### AIM OF THE TASK
Pick out and copy each line below that contains the word "black". Case counts.

### RECORDS TO USE
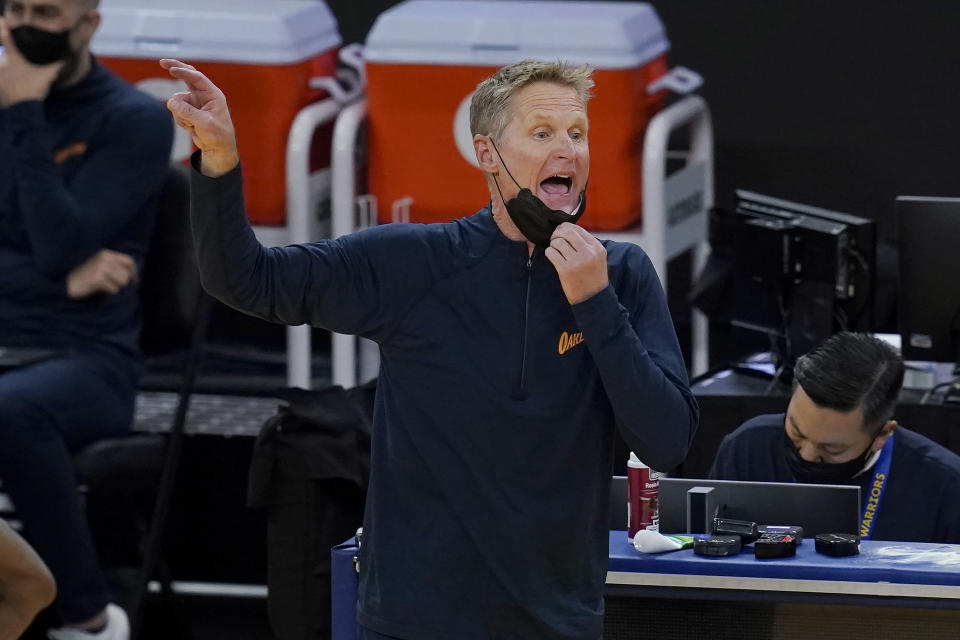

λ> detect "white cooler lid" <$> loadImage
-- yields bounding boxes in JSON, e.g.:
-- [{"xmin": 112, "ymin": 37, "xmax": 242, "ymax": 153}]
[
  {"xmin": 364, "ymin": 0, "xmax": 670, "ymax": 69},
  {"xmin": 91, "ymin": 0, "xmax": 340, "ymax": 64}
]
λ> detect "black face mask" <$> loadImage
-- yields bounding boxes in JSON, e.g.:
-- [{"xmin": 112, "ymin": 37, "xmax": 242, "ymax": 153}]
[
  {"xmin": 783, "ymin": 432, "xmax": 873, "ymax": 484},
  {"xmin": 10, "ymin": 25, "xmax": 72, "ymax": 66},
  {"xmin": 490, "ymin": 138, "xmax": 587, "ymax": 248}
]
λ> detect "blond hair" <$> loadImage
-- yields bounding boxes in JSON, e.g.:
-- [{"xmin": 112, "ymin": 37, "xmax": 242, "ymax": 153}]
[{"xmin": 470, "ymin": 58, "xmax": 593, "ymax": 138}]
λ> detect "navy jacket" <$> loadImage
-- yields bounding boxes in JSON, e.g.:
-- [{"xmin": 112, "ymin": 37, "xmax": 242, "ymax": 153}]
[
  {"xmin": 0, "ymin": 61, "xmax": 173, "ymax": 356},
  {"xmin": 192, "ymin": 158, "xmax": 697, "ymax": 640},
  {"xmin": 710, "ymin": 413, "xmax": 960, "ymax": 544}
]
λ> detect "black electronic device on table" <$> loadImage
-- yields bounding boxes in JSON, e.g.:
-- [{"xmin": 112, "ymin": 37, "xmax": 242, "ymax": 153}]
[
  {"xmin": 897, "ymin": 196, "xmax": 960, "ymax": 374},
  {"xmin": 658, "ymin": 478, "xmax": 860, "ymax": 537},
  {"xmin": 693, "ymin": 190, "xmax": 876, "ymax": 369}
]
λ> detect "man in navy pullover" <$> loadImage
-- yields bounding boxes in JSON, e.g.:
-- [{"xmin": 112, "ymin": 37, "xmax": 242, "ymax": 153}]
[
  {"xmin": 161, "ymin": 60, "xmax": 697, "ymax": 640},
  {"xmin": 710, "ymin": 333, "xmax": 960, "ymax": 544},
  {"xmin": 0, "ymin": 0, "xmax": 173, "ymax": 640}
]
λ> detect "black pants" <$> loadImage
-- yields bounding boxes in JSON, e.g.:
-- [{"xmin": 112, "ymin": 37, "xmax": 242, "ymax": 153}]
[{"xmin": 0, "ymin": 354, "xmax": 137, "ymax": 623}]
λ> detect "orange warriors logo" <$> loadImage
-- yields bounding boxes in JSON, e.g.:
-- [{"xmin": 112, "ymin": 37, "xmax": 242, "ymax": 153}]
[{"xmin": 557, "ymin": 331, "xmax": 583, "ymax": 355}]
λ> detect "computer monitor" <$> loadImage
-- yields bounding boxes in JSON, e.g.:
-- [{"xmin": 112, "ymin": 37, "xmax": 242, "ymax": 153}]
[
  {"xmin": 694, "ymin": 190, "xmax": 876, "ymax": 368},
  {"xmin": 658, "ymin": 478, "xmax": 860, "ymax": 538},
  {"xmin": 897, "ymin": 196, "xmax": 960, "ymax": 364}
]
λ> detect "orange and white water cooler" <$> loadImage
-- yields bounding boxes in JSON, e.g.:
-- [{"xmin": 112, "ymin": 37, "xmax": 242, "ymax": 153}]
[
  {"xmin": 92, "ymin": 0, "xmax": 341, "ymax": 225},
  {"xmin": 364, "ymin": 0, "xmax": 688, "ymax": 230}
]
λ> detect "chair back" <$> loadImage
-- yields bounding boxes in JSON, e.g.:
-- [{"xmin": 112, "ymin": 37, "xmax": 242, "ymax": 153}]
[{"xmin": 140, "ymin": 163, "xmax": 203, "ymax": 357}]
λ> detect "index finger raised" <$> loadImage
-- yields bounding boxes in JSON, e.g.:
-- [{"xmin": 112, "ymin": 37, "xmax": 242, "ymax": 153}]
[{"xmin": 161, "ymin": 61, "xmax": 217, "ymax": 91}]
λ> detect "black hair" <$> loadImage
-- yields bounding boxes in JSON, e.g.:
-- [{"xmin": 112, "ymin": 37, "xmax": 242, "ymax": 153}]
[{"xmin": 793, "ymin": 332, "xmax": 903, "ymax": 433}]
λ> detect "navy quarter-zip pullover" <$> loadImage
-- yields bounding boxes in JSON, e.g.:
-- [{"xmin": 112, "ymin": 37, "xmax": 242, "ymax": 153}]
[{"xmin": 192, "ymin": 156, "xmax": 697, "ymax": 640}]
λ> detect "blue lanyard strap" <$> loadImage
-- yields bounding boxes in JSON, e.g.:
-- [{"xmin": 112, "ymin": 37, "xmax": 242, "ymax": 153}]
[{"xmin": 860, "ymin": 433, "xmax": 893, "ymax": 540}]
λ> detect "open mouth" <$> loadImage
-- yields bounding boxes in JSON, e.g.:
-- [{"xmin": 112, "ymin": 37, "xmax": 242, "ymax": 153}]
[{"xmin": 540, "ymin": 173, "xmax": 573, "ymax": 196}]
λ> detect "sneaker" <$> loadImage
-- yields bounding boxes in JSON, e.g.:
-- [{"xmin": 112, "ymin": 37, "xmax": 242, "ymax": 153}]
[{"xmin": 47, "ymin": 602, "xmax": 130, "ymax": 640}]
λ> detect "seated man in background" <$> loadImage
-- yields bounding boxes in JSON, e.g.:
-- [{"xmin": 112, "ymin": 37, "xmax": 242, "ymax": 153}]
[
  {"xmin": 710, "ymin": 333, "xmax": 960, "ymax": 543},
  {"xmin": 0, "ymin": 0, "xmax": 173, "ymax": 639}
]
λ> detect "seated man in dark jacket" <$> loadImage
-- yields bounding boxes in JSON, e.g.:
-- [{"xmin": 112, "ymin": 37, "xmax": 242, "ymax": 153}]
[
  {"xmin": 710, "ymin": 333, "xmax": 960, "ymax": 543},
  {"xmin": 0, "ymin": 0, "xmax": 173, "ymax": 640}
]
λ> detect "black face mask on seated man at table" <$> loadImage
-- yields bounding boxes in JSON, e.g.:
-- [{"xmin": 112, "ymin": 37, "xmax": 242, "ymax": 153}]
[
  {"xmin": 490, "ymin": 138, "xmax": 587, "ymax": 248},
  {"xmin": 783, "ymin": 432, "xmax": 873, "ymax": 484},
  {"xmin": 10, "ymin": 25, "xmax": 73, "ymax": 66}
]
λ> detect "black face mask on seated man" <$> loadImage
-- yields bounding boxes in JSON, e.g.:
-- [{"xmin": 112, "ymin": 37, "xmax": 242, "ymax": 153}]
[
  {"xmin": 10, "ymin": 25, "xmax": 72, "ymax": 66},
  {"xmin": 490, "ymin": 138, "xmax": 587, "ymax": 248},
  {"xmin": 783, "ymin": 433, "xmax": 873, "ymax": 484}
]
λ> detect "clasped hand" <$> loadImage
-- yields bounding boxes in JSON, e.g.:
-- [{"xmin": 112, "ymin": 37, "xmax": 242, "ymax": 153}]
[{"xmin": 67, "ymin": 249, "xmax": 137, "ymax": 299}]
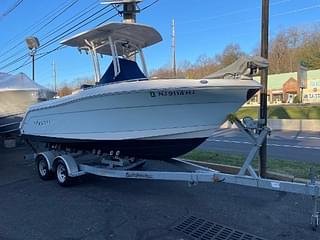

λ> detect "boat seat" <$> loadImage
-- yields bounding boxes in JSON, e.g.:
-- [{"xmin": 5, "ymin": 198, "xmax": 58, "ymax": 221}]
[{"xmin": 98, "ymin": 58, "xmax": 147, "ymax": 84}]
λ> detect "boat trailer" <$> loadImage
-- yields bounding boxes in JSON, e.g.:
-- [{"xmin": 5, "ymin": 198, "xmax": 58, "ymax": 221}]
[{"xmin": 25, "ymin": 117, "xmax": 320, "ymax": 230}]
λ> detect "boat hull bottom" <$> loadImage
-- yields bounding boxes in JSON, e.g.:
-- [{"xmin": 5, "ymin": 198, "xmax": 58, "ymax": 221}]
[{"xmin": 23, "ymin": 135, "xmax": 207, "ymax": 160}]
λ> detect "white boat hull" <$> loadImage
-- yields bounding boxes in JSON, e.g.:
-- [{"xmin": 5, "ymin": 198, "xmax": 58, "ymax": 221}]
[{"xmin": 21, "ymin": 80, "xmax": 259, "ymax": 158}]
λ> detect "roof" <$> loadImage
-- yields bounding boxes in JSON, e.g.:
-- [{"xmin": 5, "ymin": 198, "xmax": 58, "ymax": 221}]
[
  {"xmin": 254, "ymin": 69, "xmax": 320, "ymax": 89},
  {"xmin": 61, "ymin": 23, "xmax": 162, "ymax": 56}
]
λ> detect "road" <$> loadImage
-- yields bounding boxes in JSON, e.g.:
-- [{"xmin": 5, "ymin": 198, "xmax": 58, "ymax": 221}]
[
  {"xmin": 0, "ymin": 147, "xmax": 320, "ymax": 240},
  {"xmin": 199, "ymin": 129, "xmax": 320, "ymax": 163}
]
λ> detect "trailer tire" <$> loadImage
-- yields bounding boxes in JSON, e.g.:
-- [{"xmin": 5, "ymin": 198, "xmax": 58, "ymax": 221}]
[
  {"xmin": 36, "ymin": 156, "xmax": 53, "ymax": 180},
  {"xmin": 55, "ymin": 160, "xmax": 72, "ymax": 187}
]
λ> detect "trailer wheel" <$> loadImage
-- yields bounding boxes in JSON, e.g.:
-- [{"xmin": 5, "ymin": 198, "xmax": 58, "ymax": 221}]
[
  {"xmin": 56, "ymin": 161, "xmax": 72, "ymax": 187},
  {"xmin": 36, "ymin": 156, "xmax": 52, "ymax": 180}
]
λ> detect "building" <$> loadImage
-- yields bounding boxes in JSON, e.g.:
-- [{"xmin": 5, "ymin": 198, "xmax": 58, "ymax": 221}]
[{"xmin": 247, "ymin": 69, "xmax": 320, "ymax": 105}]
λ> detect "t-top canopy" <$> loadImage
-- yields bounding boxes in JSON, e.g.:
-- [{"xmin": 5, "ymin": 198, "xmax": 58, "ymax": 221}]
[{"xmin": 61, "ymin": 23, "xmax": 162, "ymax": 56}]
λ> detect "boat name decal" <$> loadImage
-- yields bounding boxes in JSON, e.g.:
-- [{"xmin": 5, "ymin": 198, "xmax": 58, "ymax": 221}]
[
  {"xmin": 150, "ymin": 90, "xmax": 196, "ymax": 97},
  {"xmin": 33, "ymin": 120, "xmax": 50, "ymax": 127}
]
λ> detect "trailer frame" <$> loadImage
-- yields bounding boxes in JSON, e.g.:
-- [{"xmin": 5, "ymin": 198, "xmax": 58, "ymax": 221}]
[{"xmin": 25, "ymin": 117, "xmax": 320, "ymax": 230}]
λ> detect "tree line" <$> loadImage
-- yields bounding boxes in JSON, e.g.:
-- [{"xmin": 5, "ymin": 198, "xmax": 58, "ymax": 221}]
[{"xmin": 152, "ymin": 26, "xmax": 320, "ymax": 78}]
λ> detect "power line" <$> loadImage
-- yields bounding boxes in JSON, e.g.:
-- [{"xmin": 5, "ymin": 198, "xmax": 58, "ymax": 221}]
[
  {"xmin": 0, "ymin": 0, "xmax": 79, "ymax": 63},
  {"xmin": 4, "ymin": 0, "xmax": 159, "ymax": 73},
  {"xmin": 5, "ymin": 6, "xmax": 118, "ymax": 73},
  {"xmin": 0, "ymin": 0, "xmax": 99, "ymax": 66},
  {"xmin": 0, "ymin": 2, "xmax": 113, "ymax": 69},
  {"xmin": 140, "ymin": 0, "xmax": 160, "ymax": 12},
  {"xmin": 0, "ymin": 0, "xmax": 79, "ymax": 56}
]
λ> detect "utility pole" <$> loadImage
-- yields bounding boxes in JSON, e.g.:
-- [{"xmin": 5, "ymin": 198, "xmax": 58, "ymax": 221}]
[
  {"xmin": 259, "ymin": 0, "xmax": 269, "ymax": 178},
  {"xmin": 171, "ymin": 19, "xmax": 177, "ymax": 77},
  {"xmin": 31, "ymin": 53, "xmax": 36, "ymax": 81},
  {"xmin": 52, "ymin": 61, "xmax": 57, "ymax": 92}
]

### SOLUTION TO THE EXERCISE
λ> detect "black face mask" <$> loadImage
λ> detect "black electronic device on table" <$> loadImage
λ> detect "black pants" <$> loadImage
λ> detect "black hair" <$> loadImage
λ> detect "black face mask on seated man at table" <$> loadImage
λ> detect "black face mask on seated man" <$> loadImage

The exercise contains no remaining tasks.